══ Given text
Background Facts and Procedural History
Interdom serves as a sort of shipping intermediary. In this
role, Interdom arranges for the transportation (including by
rail) of commodities for clients, who include various carriers
and direct shippers. As part of that process, Interdom entered
into a series of agreements with BNSF. This case involves the
provision in those agreements where Interdom agreed to indemnify
BNSF for damage “proximately caused by or resulting from” failure
to comply with BNSF’s requirements or from failure to load and
brace the cargo properly, unless caused by BNSF’s sole
negligence.
On January 17, 2001, a BNSF train carrying a load of steel
coils, among other items, derailed near Loder, Oklahoma.
Interdom had arranged for the transportation of this load. The
parties appear to agree that, because of an improper description
from another company, Interdom was not aware that the containers
it was transporting contained steel coils. The parties also
agree that, under their contracts, steel coils required different
handling from other kinds of cargo and that special bracing
procedures for steel coils were not used in this case. In fact,
the insufficiency of the framework that supported the coils has
2
been cited, particularly by BNSF, as one possible cause of the
derailment.
════
══ Given data
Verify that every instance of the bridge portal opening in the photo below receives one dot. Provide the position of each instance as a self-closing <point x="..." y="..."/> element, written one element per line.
════
Directives —
a – According to the background facts, near what place did the BNSF train derail on January 17, 2001?
b – Write out the background facts word for word, from "Interdom had arranged" up to and including "derailment.".

Task-by-task answers —
a – Near Loder, Oklahoma.

b –
Interdom had arranged for the transportation of this load. The
parties appear to agree that, because of an improper description
from another company, Interdom was not aware that the containers
it was transporting contained steel coils. The parties also
agree that, under their contracts, steel coils required different
handling from other kinds of cargo and that special bracing
procedures for steel coils were not used in this case. In fact,
the insufficiency of the framework that supported the coils has
2
been cited, particularly by BNSF, as one possible cause of the
derailment.